- _MATERIAL PROVIDED_:
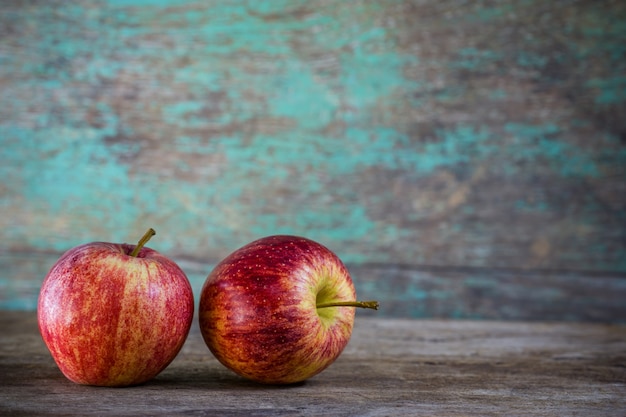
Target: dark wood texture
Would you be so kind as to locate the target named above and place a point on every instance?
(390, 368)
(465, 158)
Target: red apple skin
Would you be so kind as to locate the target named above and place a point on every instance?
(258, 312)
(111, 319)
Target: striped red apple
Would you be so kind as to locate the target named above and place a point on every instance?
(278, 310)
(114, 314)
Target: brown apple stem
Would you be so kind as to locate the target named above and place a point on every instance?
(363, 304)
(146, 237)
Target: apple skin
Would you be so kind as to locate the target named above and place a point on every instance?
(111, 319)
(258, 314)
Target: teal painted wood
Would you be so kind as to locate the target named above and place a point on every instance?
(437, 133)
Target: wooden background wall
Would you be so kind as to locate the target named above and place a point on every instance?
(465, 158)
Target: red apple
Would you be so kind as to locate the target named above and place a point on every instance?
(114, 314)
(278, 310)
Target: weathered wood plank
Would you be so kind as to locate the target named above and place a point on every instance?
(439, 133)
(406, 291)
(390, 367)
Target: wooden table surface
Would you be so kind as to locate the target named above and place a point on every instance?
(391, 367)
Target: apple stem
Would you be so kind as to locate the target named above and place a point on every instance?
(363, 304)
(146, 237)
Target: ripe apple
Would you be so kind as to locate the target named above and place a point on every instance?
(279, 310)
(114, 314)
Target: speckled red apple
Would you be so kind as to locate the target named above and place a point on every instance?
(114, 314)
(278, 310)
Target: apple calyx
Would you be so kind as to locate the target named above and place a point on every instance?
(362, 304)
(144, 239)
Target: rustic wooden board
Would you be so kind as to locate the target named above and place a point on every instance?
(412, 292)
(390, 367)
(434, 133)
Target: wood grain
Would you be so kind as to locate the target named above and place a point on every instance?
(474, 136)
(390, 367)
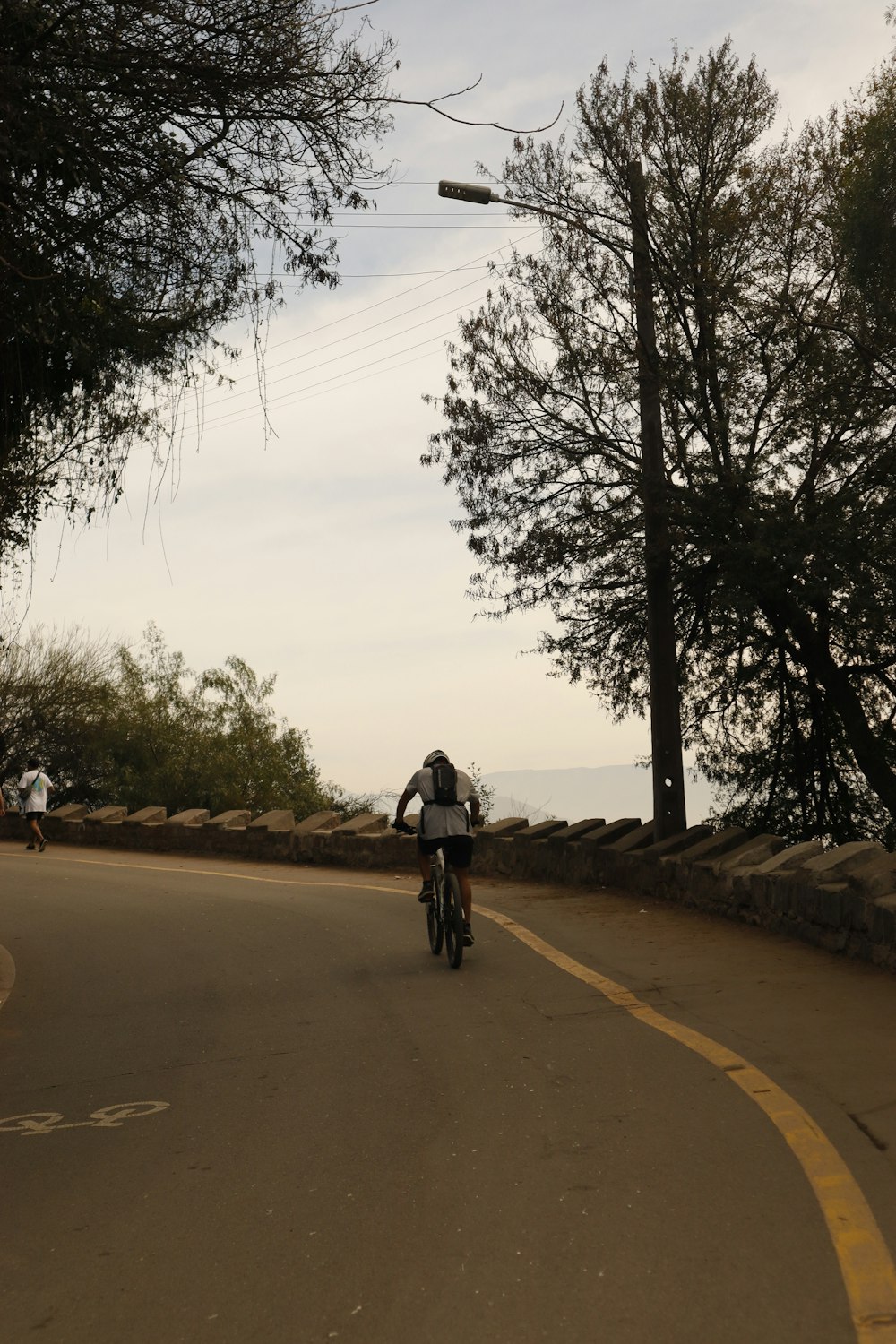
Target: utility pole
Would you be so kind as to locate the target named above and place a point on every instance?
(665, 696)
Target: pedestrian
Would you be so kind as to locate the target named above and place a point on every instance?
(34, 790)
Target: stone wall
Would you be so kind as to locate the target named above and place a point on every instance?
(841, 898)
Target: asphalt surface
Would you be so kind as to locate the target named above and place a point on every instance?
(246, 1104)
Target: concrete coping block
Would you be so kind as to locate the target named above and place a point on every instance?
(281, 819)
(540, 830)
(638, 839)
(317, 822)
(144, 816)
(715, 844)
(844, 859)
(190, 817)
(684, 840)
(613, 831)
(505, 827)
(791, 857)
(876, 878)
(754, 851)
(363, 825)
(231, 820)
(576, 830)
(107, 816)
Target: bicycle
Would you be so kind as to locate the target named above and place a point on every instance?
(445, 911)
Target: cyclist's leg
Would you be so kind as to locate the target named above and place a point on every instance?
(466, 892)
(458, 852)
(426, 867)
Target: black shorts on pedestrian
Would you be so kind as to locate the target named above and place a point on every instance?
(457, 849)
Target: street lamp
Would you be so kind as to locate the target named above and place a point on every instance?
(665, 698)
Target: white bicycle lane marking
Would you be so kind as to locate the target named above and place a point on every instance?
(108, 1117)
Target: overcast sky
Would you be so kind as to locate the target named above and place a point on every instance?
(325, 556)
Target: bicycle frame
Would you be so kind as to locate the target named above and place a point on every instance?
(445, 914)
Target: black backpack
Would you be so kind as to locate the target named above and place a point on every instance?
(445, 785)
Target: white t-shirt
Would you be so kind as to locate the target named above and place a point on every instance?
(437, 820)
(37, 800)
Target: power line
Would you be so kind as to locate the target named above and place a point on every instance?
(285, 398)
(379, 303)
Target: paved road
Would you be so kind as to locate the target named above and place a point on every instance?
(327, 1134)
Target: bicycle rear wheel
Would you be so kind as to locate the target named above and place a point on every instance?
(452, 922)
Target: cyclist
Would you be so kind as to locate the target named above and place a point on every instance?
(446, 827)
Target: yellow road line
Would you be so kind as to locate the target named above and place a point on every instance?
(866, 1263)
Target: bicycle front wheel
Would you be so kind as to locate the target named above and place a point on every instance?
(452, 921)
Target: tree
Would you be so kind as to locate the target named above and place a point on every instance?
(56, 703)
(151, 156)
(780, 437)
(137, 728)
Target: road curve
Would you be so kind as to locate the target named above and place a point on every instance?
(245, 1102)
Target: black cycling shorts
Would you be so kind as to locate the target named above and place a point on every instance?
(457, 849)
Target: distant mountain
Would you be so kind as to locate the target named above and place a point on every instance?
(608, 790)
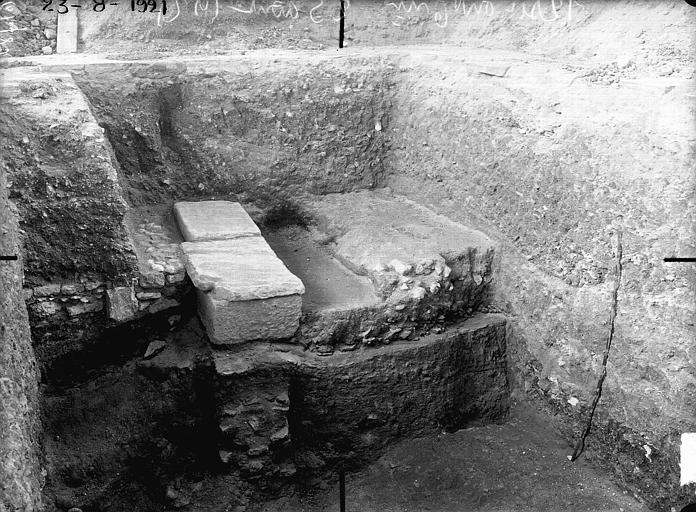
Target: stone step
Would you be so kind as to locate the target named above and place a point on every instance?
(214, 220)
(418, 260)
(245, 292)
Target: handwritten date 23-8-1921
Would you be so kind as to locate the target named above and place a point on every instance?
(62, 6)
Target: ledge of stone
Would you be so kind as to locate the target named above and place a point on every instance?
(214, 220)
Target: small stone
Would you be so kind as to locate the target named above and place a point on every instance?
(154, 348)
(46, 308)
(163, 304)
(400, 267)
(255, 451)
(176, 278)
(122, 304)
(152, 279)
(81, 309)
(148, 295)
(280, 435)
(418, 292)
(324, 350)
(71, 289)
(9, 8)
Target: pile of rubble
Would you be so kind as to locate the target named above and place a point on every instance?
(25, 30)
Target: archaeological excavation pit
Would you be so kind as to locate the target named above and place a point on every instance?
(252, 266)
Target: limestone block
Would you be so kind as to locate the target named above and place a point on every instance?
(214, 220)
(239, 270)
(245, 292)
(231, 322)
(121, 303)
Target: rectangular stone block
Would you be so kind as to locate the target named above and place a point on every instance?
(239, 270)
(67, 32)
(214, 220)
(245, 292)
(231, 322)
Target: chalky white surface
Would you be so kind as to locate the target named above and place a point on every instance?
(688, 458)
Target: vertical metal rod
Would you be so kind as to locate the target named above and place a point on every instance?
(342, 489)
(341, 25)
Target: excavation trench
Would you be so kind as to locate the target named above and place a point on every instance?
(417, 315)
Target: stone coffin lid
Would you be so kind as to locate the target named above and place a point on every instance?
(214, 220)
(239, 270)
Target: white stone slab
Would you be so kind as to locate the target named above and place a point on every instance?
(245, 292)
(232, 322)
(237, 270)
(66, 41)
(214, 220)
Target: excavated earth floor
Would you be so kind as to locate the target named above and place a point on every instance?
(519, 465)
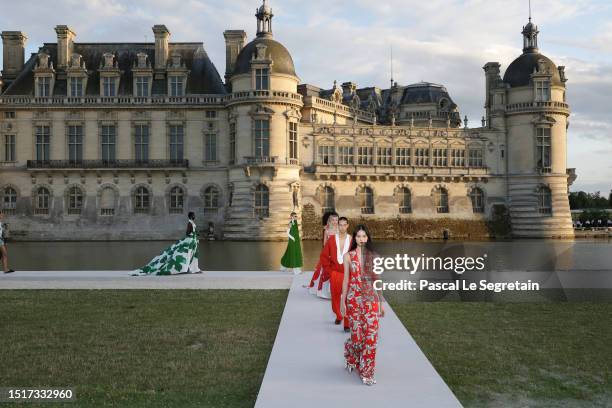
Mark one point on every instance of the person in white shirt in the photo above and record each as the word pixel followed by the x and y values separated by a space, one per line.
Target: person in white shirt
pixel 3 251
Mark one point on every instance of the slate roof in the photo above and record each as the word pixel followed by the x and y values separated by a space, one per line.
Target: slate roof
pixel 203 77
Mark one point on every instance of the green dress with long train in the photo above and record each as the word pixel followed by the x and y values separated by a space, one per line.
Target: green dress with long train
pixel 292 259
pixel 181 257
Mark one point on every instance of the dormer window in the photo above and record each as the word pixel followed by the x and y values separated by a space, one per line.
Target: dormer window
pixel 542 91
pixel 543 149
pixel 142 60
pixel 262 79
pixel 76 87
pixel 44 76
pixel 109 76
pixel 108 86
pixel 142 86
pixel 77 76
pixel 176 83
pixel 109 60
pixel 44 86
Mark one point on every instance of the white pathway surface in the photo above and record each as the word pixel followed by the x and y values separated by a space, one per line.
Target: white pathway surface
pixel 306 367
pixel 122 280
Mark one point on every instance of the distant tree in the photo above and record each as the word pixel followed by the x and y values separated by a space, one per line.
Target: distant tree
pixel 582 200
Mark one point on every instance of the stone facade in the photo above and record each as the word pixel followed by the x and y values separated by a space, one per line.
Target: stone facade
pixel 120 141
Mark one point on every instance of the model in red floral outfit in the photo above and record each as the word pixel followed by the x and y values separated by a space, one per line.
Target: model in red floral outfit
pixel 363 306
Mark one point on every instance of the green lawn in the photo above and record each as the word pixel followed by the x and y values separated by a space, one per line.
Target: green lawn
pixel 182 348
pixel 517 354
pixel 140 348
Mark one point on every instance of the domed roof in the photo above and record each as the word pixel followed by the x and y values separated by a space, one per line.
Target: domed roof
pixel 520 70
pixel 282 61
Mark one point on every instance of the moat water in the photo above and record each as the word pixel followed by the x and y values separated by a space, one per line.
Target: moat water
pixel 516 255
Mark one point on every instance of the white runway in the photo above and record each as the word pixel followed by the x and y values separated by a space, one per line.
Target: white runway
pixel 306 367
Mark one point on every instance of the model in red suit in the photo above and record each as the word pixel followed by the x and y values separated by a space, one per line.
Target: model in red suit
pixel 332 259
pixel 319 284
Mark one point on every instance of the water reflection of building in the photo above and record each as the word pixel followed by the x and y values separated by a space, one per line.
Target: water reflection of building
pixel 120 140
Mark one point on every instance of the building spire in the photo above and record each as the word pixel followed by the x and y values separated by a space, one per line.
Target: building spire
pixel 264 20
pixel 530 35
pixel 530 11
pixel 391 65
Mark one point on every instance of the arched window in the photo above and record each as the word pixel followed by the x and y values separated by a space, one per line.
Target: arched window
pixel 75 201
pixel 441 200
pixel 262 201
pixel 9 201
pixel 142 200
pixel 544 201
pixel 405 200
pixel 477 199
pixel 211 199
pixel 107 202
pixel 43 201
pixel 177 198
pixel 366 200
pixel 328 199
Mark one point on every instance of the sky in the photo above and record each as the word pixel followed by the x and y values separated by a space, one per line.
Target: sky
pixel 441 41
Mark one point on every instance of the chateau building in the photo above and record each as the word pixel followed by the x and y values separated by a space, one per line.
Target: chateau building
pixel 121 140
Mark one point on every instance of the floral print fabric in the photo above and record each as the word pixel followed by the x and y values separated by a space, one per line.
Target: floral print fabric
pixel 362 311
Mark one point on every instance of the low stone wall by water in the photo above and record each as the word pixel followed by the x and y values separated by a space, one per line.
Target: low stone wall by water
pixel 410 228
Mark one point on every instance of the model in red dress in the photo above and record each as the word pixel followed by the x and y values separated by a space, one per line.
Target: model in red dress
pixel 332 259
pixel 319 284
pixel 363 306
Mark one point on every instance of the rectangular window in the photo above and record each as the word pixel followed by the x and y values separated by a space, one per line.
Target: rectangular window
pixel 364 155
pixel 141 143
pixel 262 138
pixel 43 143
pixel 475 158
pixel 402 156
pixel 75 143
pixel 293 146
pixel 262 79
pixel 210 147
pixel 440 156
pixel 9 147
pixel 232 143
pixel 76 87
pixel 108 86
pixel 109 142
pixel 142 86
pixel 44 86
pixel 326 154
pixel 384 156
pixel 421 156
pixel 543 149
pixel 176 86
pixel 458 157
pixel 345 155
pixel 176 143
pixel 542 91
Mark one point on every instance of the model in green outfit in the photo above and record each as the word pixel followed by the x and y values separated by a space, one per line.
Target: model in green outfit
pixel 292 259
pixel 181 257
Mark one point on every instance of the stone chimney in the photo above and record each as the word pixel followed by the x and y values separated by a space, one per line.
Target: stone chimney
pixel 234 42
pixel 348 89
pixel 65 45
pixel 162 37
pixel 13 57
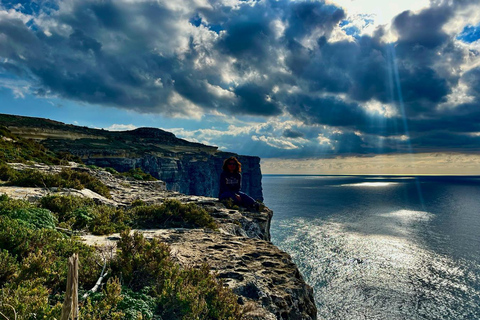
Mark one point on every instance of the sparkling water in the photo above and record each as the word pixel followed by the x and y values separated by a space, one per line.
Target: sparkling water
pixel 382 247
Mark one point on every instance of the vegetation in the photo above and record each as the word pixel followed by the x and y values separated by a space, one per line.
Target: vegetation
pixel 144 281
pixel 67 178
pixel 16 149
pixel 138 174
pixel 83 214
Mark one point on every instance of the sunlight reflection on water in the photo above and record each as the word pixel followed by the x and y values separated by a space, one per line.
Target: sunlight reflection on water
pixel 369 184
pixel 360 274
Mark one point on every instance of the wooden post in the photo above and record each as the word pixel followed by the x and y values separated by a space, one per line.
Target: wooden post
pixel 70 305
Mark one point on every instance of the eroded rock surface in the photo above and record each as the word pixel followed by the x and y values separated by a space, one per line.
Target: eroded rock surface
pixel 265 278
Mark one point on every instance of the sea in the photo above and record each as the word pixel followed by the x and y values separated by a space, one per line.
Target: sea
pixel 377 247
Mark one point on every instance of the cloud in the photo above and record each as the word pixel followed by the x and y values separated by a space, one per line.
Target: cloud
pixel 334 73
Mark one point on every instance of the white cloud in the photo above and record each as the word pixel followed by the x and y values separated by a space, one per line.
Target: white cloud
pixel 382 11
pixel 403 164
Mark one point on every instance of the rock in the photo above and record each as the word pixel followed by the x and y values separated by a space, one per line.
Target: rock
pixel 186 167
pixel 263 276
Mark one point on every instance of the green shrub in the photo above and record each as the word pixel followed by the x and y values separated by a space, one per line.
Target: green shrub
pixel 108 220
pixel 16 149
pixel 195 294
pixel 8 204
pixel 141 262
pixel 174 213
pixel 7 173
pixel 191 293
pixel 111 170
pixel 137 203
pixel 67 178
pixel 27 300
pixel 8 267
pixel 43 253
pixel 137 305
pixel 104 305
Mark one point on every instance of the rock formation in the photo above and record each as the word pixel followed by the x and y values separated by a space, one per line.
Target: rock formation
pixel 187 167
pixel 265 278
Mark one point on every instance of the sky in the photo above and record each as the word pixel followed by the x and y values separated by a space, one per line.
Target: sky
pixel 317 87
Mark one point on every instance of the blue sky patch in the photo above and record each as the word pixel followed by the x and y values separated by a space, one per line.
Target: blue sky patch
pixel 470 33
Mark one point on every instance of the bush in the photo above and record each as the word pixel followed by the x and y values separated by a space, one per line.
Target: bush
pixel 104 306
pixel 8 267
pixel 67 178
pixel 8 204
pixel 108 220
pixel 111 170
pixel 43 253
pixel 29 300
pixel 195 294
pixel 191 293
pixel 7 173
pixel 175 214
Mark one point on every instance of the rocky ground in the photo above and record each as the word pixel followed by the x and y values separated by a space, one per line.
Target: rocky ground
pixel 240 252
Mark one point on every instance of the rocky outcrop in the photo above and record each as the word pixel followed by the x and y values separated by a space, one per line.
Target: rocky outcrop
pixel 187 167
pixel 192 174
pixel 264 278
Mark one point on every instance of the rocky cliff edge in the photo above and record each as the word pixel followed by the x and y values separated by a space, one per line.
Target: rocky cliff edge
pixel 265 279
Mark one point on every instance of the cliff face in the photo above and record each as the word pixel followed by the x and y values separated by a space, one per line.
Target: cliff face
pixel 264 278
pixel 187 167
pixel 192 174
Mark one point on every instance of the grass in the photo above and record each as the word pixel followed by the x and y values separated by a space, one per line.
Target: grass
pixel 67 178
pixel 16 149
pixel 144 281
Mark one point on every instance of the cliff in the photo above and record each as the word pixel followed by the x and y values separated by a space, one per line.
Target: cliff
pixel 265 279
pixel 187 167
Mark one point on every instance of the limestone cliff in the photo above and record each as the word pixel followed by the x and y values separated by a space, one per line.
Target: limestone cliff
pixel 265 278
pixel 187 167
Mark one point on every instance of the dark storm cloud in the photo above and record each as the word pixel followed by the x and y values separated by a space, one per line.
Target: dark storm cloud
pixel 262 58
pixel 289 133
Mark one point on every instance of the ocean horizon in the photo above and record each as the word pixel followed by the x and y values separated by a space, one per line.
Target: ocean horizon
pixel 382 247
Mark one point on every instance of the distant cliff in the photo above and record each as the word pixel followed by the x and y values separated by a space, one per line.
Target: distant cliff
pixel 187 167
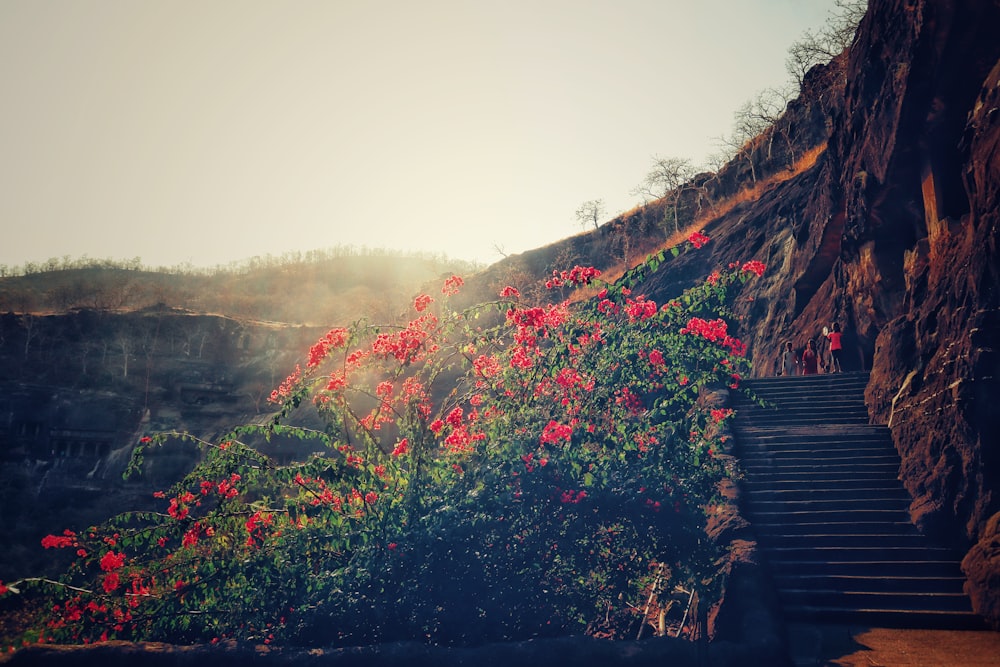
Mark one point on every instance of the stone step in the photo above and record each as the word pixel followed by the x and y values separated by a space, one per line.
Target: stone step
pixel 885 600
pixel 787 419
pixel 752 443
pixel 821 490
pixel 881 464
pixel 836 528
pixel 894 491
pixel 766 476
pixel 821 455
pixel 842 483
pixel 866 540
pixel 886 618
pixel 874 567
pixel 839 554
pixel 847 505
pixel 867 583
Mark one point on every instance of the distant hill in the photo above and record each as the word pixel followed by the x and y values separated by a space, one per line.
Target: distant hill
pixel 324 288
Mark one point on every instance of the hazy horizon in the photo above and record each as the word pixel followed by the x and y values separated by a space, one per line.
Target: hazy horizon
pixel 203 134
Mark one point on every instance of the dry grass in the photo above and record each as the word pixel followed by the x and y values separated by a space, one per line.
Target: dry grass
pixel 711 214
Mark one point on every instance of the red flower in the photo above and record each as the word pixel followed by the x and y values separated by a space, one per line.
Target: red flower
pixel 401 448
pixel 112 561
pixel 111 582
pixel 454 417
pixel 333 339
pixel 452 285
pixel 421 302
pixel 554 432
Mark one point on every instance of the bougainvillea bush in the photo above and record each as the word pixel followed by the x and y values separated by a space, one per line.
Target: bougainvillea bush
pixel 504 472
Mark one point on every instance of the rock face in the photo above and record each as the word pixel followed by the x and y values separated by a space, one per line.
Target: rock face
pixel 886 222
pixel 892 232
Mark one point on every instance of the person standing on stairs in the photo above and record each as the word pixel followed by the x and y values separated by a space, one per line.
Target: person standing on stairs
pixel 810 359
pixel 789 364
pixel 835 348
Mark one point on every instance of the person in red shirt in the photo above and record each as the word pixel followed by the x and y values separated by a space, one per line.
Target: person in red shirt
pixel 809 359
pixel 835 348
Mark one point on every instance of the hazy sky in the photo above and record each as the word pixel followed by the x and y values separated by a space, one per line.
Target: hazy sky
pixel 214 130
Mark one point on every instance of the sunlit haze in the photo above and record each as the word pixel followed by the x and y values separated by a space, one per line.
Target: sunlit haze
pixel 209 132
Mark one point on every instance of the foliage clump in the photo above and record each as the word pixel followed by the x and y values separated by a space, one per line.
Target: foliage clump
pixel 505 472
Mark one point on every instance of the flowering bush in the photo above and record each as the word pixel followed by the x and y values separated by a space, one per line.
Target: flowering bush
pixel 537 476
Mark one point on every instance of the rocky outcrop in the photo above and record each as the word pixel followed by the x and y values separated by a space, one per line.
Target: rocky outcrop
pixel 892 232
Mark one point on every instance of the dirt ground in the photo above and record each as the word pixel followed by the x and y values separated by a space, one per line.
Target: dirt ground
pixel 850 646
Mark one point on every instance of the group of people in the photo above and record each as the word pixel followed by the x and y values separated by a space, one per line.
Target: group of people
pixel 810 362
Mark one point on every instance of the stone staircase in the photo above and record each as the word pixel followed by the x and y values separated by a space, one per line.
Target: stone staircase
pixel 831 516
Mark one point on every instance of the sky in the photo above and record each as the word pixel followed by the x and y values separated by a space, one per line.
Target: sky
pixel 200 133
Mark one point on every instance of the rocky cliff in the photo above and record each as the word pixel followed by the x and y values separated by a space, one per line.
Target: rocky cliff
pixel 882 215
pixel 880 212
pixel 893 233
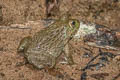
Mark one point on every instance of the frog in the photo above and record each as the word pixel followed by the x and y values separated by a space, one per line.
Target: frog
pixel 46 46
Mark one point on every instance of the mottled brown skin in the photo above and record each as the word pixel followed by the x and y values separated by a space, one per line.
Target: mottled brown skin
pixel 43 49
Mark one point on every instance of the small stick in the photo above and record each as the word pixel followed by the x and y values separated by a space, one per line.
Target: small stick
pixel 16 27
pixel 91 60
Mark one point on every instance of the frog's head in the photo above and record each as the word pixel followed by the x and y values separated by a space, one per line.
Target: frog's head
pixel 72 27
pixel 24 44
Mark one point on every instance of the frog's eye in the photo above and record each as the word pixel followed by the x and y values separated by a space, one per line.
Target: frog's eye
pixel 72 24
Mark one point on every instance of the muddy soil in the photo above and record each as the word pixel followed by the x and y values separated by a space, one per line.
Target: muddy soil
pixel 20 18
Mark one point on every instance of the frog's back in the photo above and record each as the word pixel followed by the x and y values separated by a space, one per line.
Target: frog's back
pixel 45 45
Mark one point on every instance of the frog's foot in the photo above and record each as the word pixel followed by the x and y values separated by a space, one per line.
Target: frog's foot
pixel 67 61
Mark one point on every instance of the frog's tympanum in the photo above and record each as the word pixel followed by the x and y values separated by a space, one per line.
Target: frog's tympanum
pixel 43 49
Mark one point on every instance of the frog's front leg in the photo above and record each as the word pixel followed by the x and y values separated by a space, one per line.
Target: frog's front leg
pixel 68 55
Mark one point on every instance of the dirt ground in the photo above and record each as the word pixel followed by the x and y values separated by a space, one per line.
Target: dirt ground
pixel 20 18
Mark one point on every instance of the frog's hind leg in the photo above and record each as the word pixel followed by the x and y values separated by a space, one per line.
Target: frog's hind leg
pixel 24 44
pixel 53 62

- _TASK TO COMPLETE_: From the entries above, write out only the lines starting at the line that holds "Mark one point on every instance of the hazy horizon" and ending at the line that holds "Mark one point on every instance of the red", keeping both and matching them exactly.

- _ANSWER FOR THIS EXERCISE_:
Mark one point on every instance of the hazy horizon in the photo above and record each as the word pixel followed by the x and y values separated by a space, one per line.
Target: hazy horizon
pixel 203 134
Mark one point on every instance of the dry grass in the photo above and record each as the word pixel followed by the x and y values separated by a space, one per line.
Target: dry grass
pixel 711 214
Mark one point on every instance of the red flower in the photo above and record each as the word pixel followed by the x and y values separated by a space, one per line.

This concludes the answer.